• SUPPLIED MATERIAL
↓

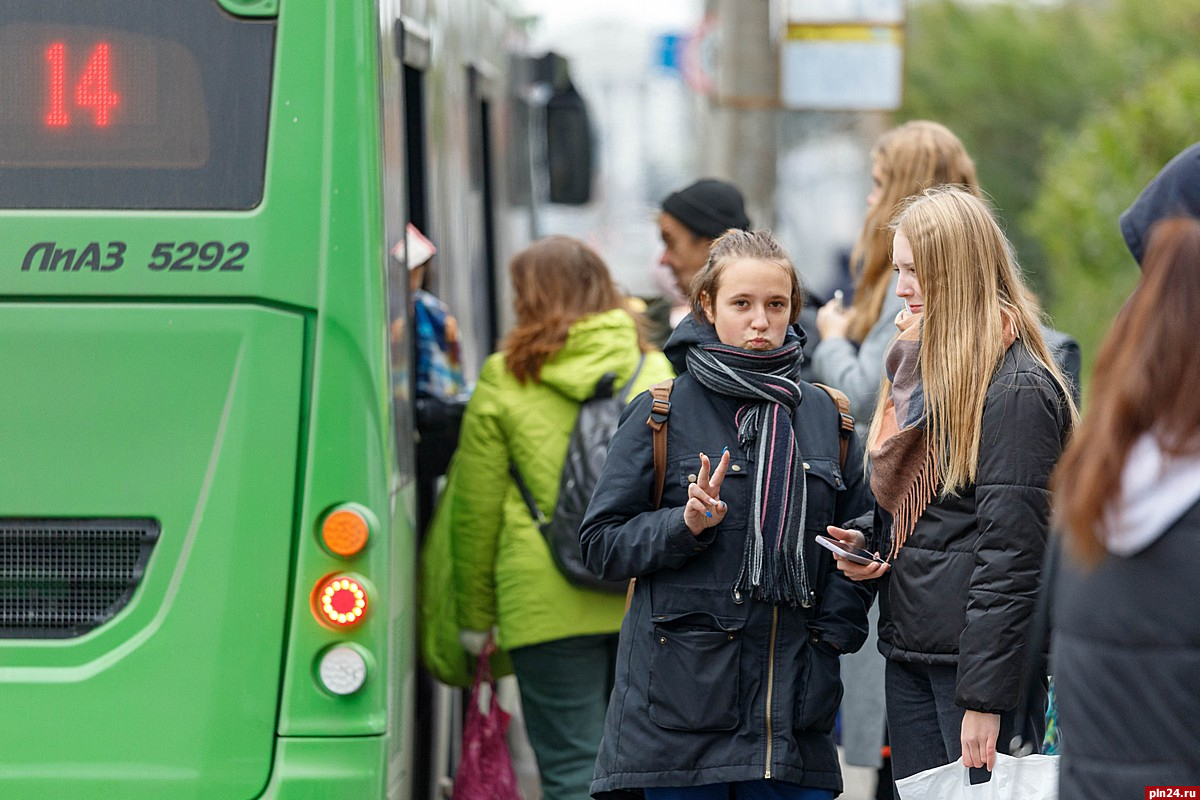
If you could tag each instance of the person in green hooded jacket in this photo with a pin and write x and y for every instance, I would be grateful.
(573, 325)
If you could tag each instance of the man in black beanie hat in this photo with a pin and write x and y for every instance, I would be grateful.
(689, 222)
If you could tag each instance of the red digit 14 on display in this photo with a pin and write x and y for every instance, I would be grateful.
(93, 89)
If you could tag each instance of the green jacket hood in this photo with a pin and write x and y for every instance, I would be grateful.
(595, 344)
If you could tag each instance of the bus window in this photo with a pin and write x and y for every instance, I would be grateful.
(111, 104)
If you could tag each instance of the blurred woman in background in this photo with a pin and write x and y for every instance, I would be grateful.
(573, 326)
(906, 160)
(1126, 645)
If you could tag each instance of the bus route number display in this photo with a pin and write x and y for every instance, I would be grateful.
(95, 97)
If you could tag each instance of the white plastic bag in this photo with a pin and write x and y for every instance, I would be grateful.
(1031, 777)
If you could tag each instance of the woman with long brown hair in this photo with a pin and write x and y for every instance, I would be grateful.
(1126, 642)
(970, 425)
(573, 328)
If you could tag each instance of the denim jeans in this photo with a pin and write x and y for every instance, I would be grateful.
(924, 723)
(564, 696)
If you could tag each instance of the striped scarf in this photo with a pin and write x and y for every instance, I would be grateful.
(773, 564)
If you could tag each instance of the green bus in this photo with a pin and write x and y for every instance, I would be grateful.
(207, 458)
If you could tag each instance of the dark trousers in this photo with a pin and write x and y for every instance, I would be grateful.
(564, 697)
(742, 791)
(925, 726)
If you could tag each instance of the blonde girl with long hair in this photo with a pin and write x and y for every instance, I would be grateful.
(971, 421)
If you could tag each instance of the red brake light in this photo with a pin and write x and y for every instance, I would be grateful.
(340, 601)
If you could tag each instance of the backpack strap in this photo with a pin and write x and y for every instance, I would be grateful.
(658, 421)
(660, 408)
(629, 384)
(847, 421)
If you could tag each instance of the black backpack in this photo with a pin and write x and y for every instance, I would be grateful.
(586, 452)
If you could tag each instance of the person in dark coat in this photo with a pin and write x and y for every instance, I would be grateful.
(727, 679)
(1126, 638)
(970, 425)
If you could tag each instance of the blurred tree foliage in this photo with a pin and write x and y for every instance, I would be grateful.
(1068, 108)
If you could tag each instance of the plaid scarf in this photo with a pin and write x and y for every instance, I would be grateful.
(773, 564)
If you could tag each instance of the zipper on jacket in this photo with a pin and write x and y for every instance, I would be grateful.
(771, 685)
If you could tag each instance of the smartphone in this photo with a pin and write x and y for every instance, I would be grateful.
(856, 554)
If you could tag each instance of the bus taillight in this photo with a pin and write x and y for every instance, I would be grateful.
(345, 531)
(340, 601)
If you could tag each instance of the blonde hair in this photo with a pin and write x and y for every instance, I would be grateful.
(556, 281)
(916, 156)
(972, 289)
(735, 244)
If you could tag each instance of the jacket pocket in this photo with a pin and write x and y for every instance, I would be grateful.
(695, 675)
(819, 696)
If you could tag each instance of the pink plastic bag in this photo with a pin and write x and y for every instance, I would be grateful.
(486, 769)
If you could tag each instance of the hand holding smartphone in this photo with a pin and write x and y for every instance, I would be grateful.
(856, 554)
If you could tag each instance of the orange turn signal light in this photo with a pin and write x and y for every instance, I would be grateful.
(340, 601)
(345, 531)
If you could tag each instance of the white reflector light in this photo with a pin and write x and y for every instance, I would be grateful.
(342, 669)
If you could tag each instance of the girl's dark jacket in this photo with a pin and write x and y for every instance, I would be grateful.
(713, 687)
(961, 590)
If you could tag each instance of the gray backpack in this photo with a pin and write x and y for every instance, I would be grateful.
(586, 452)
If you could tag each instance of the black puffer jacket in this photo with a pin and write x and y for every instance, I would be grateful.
(963, 588)
(712, 687)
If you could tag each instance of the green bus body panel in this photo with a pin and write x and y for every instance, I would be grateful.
(149, 410)
(237, 407)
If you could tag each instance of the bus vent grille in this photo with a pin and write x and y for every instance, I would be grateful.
(60, 578)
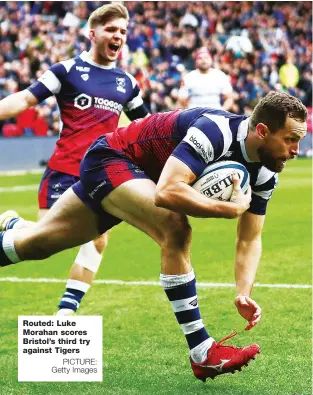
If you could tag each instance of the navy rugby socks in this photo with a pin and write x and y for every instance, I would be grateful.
(181, 292)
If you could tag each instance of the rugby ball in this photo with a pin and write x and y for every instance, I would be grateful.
(216, 180)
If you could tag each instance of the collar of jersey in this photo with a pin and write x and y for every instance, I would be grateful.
(241, 135)
(84, 57)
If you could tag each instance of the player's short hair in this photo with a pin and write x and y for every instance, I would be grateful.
(274, 109)
(103, 14)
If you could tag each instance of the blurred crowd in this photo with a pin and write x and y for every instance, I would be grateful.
(260, 45)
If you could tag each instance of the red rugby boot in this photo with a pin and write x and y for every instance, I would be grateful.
(224, 359)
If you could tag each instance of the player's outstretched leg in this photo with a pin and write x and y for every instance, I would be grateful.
(133, 202)
(68, 223)
(208, 358)
(11, 220)
(82, 274)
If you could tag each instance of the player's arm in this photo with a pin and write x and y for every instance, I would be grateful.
(174, 192)
(248, 254)
(249, 247)
(16, 103)
(135, 108)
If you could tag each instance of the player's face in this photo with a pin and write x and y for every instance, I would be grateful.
(283, 145)
(109, 40)
(203, 62)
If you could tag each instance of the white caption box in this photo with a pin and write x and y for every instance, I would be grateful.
(54, 348)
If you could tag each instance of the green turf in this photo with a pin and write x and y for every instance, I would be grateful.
(144, 350)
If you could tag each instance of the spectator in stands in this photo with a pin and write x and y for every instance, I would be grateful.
(205, 86)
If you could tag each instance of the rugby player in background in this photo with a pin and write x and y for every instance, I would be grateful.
(142, 174)
(91, 94)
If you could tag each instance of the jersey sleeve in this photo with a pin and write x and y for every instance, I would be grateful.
(262, 191)
(49, 83)
(135, 108)
(206, 140)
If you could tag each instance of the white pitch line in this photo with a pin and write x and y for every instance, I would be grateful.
(20, 188)
(149, 283)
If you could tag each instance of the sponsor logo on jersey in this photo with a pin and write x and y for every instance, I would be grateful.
(106, 104)
(85, 77)
(56, 187)
(84, 101)
(56, 196)
(199, 148)
(121, 84)
(200, 143)
(83, 69)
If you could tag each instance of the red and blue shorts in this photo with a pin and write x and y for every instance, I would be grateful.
(102, 170)
(53, 185)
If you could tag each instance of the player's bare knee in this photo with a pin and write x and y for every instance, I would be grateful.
(177, 231)
(101, 242)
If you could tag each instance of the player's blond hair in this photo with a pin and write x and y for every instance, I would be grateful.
(274, 109)
(103, 14)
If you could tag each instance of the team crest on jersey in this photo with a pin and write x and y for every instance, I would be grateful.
(121, 84)
(83, 69)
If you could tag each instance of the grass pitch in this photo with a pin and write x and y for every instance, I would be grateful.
(144, 350)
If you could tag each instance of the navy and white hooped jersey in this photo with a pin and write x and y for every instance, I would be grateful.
(91, 99)
(197, 137)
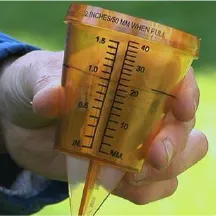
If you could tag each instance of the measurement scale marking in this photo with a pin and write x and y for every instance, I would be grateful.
(133, 42)
(115, 114)
(110, 120)
(90, 125)
(113, 54)
(108, 136)
(104, 86)
(120, 96)
(112, 47)
(105, 72)
(122, 90)
(106, 144)
(158, 91)
(125, 79)
(126, 74)
(117, 108)
(129, 65)
(93, 117)
(100, 92)
(127, 69)
(99, 100)
(132, 56)
(123, 85)
(96, 107)
(111, 129)
(106, 65)
(132, 51)
(109, 59)
(133, 47)
(113, 106)
(130, 60)
(107, 79)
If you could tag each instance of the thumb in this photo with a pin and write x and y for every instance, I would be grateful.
(30, 89)
(48, 101)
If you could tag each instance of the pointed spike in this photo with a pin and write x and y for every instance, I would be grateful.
(91, 186)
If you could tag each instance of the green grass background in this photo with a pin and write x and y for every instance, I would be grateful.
(41, 24)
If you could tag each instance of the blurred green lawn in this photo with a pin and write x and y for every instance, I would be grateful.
(41, 23)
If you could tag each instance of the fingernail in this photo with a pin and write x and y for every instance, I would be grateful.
(195, 105)
(138, 177)
(168, 149)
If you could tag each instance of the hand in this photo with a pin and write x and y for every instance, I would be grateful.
(176, 148)
(30, 128)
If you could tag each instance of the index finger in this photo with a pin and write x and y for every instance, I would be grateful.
(187, 98)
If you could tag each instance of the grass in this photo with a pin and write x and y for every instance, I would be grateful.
(197, 189)
(41, 23)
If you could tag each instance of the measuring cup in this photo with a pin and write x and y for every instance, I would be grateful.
(120, 75)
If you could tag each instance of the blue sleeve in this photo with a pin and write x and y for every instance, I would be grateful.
(29, 193)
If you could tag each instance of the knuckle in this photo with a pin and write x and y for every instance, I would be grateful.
(173, 185)
(205, 146)
(139, 198)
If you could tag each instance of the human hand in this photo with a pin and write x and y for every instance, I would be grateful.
(30, 128)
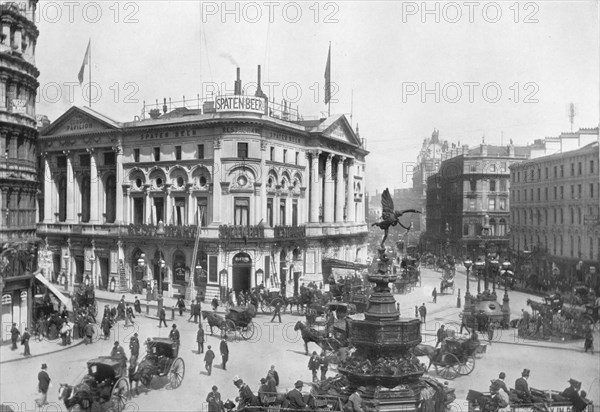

↑

• BRIEF
Retype the rows above word for word, from the start of the rows through the line containing "(1031, 777)", with both ends included, and leave the pictures out.

• EXERCISE SOLUTION
If you could tag each instance of the person in green hooded jacket in this photo with a pin and write x and y for every instance, I would be grateful.
(573, 325)
If you could tag each instance of the man in black beanie hat in this photo with a pin and write x and y for every instance, I would be grateful.
(689, 222)
If you could tag each instance of the red digit 14 on display in this photo with a pin and write x and y for every instance, I would be grateful.
(93, 89)
If you could tag each instance of the green jacket hood in this photo with a pin and write x and y for every instance, I would be grateful.
(595, 344)
If you could tag each instance of the bus window in this photo with a pin and write x and y for every instance, I would be grateful.
(111, 104)
If you could tag each instance of the blurred woman in background in this photo with a pin and write x and y for every instance, I would be grateful.
(573, 326)
(906, 160)
(1126, 645)
If you could tag each instance of the bus route number display in this photo with a pin and write x and y for every instance, I would be grateful.
(95, 97)
If you could tag each instance of the white plastic bag in this photo with a pin and write x and y for every instance, I would be grateful.
(1031, 777)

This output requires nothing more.